Monday 27 July 2009, by siawi

Scene cut from Athens museum film after protests

By DEMETRIS NELLAS (AP) – 26 July 2009

ATHENS, Greece — A scene from an animated film shown to visitors at the new Acropolis Museum that depicts Christian priests destroying parts of the Parthenon has been deleted following protests by the Greek Orthodox Church.

The creator of the segment, Greek-born French filmmaker Constantin Costa-Gavras, has demanded that his name be taken off the film credits in protest.

“The priests used to destroy ancient temples. Now they want to remove scenes from a film,” Costa-Gavras told Greece’s Mega TV channel. “This is the kind (of censorship) that used to happen in the former Soviet Union.”

Costa-Gavras, known mainly for French-language films with political themes, such as “Z” and “State of Siege”, shared an Academy Award in 1983 for best screenplay adaptation for the English-language film “Missing,” starring Jack Lemmon, a film Costa-Gavras also directed.

Costa-Gavras’ 1-minute, 40-second segment depicting the damage done to Parthenon over the centuries — from marauding Germanic warriors in 267 A.D. to the removal of a large part of the frieze by British diplomat Lord Elgin in early 19th century — was part of a larger piece produced for the 2004 Athens Olympics and had been incorporated into a 13-minute film shown to museum visitors, narrating the history of the Parthenon from its inception to the present day.

The animated segment showed figures clad in black climbing up ladders and destroying part of the Parthenon frieze; the scene referred to well-documented episodes of destruction that took place in the early Byzantine period (5th-8th centuries A.D.), when Christians often demolished monuments and temples belonging to the old pagan era. Many parts from those temples were used to build churches. The Parthenon itself suffered some damage but was spared a worse fate by being converted into a church.

Church officials contended the film misrepresented the attitude of the Greek Orthodox Church toward Greece’s ancient heritage.

Greek media reported the segment was excised after the intervention of Culture Minister Antonis Samaras.

A Church of Greece spokesman denied there was any “formal or informal” protest lodged with the Culture ministry but said that the church’s Holy Synod took up the matter at its latest meeting on July 21.

“The issue was discussed at the meeting, but no protest was made, either in writing or orally,” said press officer Haris Konidaris.

The Holy Synod’s press release mentions that the church will “finance the research and writing of a study on the Church’s contribution to preserving the Ancient Greek heritage (monuments, texts).”

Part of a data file
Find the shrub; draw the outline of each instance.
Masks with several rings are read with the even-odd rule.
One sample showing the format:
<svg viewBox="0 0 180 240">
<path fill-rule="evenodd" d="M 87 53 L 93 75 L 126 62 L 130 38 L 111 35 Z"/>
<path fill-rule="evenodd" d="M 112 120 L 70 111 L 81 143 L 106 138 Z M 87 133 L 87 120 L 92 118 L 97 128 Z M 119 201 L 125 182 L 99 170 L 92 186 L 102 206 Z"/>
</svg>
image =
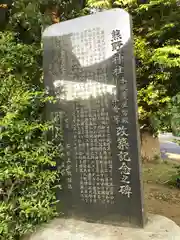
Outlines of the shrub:
<svg viewBox="0 0 180 240">
<path fill-rule="evenodd" d="M 50 100 L 37 89 L 14 88 L 6 101 L 0 96 L 2 240 L 20 239 L 57 215 L 55 160 L 62 158 L 62 147 L 46 138 L 52 123 L 43 121 L 42 110 Z"/>
</svg>

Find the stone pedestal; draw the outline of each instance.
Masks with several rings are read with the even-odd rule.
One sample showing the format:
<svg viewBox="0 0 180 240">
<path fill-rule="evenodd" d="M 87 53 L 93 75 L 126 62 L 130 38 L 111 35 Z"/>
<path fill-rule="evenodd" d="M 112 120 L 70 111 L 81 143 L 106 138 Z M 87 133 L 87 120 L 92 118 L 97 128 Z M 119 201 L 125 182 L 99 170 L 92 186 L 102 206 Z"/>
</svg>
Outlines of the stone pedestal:
<svg viewBox="0 0 180 240">
<path fill-rule="evenodd" d="M 172 220 L 150 215 L 144 229 L 56 219 L 28 240 L 179 240 L 180 227 Z"/>
</svg>

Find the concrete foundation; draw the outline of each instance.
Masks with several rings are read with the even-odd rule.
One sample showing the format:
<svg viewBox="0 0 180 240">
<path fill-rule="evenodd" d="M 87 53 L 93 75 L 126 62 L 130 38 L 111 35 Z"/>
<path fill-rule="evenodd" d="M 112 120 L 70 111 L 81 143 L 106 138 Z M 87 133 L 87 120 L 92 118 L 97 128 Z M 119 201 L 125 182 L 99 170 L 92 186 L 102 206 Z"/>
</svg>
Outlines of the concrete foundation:
<svg viewBox="0 0 180 240">
<path fill-rule="evenodd" d="M 74 219 L 56 219 L 28 240 L 180 240 L 180 227 L 172 220 L 150 215 L 144 229 L 125 228 Z"/>
</svg>

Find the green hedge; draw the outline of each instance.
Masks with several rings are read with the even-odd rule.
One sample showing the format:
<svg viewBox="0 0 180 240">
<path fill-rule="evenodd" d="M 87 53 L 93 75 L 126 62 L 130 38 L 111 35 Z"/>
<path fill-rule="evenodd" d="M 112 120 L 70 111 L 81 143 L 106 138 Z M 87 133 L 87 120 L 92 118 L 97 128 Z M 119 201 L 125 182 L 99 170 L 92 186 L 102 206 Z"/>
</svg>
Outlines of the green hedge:
<svg viewBox="0 0 180 240">
<path fill-rule="evenodd" d="M 40 46 L 0 32 L 0 56 L 0 239 L 15 240 L 57 216 L 62 146 L 46 137 L 53 122 L 43 112 L 52 98 L 39 84 Z"/>
</svg>

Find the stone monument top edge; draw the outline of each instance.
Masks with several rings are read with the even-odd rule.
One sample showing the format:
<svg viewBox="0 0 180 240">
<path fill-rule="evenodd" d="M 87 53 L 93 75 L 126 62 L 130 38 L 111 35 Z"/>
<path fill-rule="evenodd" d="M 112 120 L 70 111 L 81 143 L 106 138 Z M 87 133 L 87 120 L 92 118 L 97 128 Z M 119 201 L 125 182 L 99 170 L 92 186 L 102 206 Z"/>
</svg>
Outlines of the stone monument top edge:
<svg viewBox="0 0 180 240">
<path fill-rule="evenodd" d="M 122 19 L 123 21 L 129 21 L 129 13 L 124 9 L 114 8 L 105 10 L 103 12 L 97 12 L 95 14 L 53 24 L 44 30 L 42 37 L 68 35 L 76 32 L 77 29 L 78 31 L 84 31 L 89 28 L 106 26 L 106 24 L 115 25 L 116 21 L 122 21 Z"/>
</svg>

→ Set task A
In the article about the Acropolis Museum film, which church did the protests that led to the scene being deleted come from?
→ Set task B
Reproduce the Acropolis Museum article between "Costa-Gavras, known mainly" and "the present day.", inclusive.

→ Full response A
The Greek Orthodox Church.

→ Full response B
Costa-Gavras, known mainly for French-language films with political themes, such as “Z” and “State of Siege”, shared an Academy Award in 1983 for best screenplay adaptation for the English-language film “Missing,” starring Jack Lemmon, a film Costa-Gavras also directed.

Costa-Gavras’ 1-minute, 40-second segment depicting the damage done to Parthenon over the centuries — from marauding Germanic warriors in 267 A.D. to the removal of a large part of the frieze by British diplomat Lord Elgin in early 19th century — was part of a larger piece produced for the 2004 Athens Olympics and had been incorporated into a 13-minute film shown to museum visitors, narrating the history of the Parthenon from its inception to the present day.